The problem => Can you print the stretch of the Nonna Bannister book review from "The story of" through "a few folks)." word for word?

Extract provided =>

####################

This story follows the life of Nonna Bannister. Her hand written notes, transcribed into a story, taken after her death to a publisher. Wow. It is amazing. The story itself--gut wrenching. True. Unbearable at times. The history & timeline are unwound and even challenged at times, by the publisher/'author'. I read this book on vacation...in the airport. It was so good, so totally spellbinding, that I could not put it down until the very end.
Even after the war, when Nonna is safe & sound, the story is riveting. Married for over 50 years, she never shared her story with her family. And (even more interesting) her wonderful, loving, amazing husband, never asked. He knew not to press his wife...so he waited patiently. Then, not long before Nonna departs for the great beyond, she shares.
The story of Nonna Bannister is not to be missed. As the sole surviving member of her family, she carried a great deal of pain with her throughout her life; but she never let it jade her. She married, raised a family, loved and was loved. This book is an amazing read. A Must Read if you have any interest in Russian History, the Holocaust, or World War II. I openly wept in the airport (I believe I scared a few folks).

####################

Extracted information =>

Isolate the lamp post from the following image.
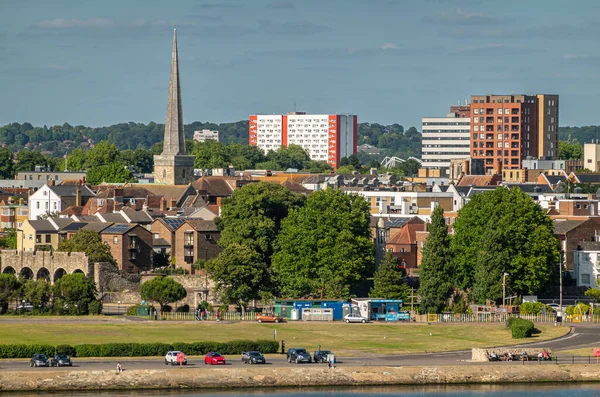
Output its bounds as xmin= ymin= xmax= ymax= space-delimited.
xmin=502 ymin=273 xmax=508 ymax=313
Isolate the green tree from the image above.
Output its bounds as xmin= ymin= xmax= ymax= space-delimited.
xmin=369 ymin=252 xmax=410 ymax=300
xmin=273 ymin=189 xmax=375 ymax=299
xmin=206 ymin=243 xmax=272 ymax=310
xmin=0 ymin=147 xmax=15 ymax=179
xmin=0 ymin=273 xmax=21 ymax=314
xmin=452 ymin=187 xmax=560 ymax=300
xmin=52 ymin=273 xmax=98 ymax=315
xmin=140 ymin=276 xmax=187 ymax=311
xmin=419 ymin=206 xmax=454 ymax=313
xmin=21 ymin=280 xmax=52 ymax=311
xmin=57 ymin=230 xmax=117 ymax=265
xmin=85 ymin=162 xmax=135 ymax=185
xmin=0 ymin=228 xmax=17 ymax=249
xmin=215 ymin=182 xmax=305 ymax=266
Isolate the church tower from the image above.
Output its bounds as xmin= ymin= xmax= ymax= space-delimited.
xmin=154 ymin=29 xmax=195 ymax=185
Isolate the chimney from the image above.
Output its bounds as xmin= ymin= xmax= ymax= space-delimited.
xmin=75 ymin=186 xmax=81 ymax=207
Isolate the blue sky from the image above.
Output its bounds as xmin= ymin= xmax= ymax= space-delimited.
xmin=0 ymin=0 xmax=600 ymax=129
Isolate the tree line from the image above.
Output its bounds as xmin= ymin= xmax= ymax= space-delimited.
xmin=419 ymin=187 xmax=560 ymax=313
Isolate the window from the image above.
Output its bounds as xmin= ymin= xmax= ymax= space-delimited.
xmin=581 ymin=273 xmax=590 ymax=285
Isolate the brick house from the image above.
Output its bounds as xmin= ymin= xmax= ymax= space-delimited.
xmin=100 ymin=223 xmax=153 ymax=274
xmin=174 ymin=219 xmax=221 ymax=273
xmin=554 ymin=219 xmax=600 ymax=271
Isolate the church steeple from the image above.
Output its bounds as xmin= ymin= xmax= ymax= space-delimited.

####################

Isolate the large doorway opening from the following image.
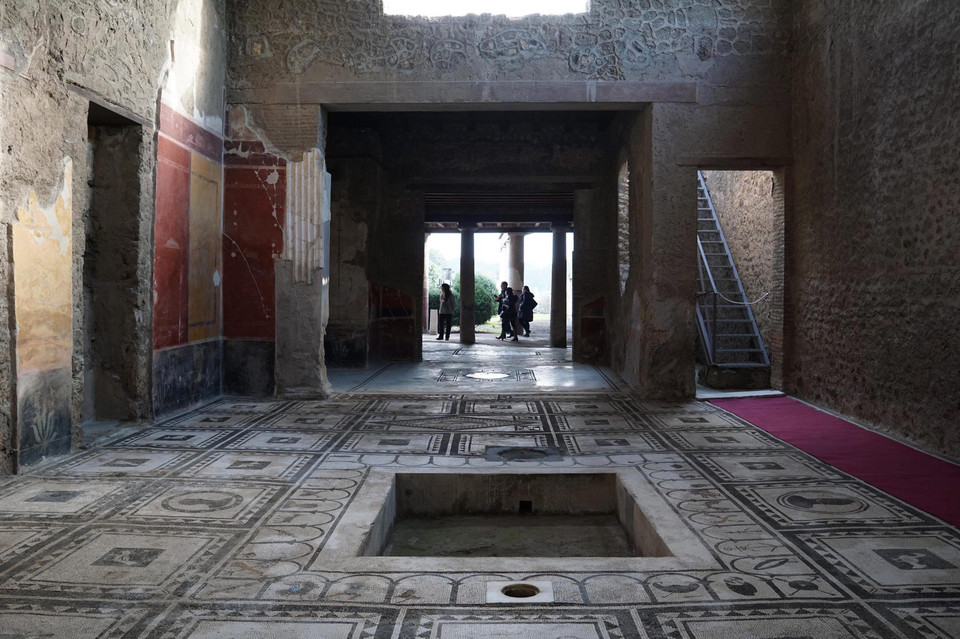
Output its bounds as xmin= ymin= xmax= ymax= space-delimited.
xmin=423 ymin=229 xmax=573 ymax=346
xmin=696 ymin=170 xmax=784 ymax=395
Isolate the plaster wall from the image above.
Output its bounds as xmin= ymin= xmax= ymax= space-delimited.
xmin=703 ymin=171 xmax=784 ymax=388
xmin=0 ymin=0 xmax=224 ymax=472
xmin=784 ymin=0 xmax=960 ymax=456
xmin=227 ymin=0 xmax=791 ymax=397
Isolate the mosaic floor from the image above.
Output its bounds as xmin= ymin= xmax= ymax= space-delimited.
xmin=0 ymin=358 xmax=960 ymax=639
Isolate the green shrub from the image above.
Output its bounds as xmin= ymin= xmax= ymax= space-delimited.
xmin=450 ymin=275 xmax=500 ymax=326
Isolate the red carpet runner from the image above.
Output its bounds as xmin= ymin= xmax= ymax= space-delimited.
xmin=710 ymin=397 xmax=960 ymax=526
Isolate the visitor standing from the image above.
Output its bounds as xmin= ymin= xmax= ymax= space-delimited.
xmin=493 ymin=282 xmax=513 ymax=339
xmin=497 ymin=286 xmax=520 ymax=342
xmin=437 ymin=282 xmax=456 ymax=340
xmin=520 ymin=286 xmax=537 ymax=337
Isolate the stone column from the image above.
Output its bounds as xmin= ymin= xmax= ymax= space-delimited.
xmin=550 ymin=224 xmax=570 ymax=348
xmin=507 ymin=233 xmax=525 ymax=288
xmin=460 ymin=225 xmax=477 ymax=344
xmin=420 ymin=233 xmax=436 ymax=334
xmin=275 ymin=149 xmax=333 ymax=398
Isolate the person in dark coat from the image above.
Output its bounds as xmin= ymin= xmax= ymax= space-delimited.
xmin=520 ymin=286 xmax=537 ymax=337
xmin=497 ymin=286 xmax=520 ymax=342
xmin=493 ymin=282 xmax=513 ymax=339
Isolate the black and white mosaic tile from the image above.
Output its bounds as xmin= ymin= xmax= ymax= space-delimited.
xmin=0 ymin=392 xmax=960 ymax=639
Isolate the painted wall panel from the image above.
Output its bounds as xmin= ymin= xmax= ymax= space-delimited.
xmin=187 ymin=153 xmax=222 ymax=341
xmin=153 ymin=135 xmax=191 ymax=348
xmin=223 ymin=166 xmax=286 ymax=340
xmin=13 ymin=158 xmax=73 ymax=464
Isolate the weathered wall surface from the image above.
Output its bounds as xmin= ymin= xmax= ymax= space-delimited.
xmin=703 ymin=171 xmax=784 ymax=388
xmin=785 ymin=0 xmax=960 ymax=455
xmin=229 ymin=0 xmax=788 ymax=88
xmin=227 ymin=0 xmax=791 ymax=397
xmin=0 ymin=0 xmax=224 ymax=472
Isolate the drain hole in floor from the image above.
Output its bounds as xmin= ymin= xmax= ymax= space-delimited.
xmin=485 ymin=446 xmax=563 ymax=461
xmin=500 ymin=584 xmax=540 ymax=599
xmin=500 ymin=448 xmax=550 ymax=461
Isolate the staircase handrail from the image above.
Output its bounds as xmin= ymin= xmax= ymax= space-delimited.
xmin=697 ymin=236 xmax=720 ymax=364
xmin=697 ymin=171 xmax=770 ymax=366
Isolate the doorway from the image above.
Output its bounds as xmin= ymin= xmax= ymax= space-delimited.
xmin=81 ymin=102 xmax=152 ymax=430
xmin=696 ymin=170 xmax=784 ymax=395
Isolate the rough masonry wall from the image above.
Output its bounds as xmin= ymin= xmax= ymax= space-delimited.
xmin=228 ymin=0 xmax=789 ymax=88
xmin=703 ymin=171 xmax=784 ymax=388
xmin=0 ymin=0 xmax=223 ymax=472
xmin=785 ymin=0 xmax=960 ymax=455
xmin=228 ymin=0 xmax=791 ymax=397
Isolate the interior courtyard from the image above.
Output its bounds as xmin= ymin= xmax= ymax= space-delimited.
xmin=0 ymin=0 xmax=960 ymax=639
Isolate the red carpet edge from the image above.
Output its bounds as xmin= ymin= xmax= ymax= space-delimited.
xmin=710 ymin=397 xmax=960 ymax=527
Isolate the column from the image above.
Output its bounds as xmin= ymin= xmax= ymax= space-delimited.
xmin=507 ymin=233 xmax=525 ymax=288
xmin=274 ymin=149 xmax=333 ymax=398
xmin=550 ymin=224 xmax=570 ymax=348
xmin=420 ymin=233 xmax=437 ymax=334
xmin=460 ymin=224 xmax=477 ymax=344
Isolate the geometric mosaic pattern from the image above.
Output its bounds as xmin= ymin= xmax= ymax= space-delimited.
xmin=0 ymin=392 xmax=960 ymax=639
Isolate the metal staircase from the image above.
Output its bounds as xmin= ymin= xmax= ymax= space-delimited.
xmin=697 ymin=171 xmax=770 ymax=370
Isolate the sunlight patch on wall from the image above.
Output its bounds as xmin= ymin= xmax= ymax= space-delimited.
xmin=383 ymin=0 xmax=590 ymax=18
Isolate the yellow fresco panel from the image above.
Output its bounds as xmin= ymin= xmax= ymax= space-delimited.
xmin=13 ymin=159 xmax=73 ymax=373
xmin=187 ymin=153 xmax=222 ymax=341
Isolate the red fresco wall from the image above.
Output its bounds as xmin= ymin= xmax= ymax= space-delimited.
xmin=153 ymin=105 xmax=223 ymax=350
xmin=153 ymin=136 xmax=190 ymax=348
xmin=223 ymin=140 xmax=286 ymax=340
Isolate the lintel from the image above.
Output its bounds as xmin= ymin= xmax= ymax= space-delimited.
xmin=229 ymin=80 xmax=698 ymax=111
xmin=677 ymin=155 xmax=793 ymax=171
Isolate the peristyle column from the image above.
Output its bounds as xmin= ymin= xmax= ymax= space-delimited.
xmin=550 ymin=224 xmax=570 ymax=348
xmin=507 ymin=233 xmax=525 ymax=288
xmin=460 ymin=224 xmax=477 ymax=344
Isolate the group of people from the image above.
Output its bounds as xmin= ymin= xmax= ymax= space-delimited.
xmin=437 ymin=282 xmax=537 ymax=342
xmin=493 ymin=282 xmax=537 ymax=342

####################

Reply =>
The story of Nonna Bannister is not to be missed. As the sole surviving member of her family, she carried a great deal of pain with her throughout her life; but she never let it jade her. She married, raised a family, loved and was loved. This book is an amazing read. A Must Read if you have any interest in Russian History, the Holocaust, or World War II. I openly wept in the airport (I believe I scared a few folks).